» Exercise
Give back, word for word, the line that contains "Point to the road" and every line that follows it in the data below.

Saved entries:
==*==
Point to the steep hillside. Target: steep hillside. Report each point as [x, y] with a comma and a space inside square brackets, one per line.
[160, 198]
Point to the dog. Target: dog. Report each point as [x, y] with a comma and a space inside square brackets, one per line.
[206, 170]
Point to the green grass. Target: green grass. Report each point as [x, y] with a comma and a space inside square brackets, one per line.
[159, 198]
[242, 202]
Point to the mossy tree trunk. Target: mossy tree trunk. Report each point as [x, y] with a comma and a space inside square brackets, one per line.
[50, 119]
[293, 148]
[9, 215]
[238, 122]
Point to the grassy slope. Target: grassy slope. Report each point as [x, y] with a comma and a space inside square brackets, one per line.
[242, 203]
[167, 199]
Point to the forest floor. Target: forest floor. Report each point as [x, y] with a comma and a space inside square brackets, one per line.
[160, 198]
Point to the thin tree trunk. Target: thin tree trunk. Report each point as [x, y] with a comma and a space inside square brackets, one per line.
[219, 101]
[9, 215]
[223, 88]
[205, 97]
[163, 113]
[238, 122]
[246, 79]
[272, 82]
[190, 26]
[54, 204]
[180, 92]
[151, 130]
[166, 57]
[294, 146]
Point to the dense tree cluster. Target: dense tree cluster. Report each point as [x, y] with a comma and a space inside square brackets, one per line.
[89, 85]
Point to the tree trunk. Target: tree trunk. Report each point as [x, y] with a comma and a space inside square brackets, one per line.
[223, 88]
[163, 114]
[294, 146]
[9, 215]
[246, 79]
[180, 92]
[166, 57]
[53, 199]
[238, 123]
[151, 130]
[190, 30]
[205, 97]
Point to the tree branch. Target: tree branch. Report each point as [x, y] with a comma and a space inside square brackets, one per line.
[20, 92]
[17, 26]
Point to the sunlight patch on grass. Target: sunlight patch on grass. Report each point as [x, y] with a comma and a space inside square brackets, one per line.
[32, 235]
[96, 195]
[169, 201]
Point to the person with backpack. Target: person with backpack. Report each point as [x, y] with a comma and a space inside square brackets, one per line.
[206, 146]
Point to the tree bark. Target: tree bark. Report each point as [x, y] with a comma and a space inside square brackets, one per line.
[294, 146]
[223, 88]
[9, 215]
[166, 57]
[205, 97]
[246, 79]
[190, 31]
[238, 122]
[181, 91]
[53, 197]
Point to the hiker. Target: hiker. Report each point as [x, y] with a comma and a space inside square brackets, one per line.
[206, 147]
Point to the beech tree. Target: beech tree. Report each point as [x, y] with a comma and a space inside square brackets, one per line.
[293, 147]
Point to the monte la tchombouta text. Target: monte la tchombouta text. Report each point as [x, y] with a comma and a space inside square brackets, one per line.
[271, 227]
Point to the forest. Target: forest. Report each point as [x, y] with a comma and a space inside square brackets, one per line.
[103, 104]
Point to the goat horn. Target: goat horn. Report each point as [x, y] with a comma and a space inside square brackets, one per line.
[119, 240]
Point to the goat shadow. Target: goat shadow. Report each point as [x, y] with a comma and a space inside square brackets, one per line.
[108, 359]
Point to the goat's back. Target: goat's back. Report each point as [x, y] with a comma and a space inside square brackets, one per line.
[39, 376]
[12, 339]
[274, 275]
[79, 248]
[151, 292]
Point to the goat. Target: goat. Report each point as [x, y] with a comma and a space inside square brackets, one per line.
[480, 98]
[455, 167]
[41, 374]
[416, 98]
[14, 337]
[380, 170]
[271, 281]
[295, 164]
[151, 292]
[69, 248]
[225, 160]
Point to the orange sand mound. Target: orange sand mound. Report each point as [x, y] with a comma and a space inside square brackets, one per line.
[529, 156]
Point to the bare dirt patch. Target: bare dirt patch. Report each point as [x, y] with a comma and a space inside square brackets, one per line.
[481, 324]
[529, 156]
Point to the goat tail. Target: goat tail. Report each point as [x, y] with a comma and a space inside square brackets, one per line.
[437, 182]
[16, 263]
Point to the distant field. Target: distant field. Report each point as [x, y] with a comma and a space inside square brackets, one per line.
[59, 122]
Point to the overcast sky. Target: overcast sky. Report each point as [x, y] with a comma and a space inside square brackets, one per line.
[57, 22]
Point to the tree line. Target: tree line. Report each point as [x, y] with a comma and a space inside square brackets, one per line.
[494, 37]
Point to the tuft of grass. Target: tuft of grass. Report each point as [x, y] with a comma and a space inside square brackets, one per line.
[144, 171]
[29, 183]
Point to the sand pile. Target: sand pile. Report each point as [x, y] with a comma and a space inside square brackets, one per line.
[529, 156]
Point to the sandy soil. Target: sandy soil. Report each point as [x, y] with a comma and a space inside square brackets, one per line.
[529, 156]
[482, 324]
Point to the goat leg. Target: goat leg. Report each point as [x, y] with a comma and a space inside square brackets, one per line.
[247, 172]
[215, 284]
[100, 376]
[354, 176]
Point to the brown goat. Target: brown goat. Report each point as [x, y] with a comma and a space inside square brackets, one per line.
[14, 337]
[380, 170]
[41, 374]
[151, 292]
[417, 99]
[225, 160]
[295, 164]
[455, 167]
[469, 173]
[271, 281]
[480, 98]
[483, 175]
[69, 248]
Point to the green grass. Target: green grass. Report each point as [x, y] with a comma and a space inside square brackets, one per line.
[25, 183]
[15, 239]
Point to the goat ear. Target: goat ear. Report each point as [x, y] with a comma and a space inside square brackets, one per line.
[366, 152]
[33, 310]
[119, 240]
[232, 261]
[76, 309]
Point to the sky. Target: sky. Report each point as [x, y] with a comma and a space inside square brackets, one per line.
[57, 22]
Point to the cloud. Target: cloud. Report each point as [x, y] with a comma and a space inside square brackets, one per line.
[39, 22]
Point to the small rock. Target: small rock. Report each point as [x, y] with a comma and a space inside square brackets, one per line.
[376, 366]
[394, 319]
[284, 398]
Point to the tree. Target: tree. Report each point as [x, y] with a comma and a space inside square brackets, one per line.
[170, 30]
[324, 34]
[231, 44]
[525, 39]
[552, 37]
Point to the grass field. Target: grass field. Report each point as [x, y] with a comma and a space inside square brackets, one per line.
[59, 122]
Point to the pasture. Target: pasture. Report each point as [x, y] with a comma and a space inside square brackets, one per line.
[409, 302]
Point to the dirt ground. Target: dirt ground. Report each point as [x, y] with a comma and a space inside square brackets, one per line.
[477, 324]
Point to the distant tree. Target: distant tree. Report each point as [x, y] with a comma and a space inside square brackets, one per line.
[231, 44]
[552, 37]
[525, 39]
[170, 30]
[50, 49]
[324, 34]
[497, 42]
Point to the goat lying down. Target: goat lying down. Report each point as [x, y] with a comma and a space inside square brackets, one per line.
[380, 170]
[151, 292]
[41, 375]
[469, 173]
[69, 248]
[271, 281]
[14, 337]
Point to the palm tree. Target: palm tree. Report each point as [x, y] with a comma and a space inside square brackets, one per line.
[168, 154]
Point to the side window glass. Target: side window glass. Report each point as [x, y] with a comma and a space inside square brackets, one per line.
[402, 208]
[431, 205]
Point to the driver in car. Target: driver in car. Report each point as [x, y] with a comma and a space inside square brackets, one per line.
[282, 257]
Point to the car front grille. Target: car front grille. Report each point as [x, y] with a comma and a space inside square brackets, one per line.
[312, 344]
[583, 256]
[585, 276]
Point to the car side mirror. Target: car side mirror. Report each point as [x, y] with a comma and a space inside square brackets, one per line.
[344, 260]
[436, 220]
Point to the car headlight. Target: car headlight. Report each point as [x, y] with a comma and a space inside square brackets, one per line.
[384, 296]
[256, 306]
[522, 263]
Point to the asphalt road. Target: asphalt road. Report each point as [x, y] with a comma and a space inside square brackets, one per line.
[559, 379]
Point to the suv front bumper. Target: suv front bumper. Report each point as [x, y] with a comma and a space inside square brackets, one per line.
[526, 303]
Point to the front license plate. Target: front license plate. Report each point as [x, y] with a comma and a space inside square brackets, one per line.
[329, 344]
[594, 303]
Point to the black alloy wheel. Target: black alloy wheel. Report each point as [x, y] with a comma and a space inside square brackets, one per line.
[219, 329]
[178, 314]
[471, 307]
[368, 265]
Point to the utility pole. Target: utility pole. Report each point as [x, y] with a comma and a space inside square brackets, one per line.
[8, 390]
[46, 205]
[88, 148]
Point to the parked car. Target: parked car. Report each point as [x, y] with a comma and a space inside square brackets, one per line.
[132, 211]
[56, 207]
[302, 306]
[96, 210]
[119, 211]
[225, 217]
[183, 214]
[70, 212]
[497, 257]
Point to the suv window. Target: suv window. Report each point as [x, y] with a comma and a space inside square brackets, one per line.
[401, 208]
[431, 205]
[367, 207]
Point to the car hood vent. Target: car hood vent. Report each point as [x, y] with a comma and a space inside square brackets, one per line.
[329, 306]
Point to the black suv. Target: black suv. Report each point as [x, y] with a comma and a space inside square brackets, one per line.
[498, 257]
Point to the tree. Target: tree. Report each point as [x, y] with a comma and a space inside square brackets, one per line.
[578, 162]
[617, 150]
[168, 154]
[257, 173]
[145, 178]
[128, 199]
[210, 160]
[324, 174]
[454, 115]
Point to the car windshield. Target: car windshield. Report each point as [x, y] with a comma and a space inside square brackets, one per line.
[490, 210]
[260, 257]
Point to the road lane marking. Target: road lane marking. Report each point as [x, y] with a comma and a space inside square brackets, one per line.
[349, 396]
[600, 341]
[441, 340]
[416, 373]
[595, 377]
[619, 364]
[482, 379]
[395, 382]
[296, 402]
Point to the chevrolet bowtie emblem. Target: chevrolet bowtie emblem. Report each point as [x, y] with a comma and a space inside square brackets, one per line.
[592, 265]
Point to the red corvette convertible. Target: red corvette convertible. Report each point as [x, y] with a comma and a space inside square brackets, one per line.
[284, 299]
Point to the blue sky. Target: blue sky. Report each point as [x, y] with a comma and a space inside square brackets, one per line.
==*==
» Solution
Point to the road lane marking. Target: road lane marking. Report each point as [x, y] with a comma and a space inside square brackets, one per line.
[349, 396]
[600, 341]
[441, 340]
[416, 373]
[595, 377]
[619, 364]
[482, 379]
[395, 382]
[296, 402]
Point to the chevrolet bowtie emblem. Target: chevrolet bowtie emblem. Report each point as [x, y] with a comma and a space inside square brackets, one per line.
[592, 265]
Point to the red corvette convertible. Target: red corvette convertible. Report each point as [x, y] with a comma and a space inside square brackets, one per line.
[284, 299]
Point to the blue sky. Target: blue sky. Report each point as [x, y] with a comma and a space inside square brackets, one per line.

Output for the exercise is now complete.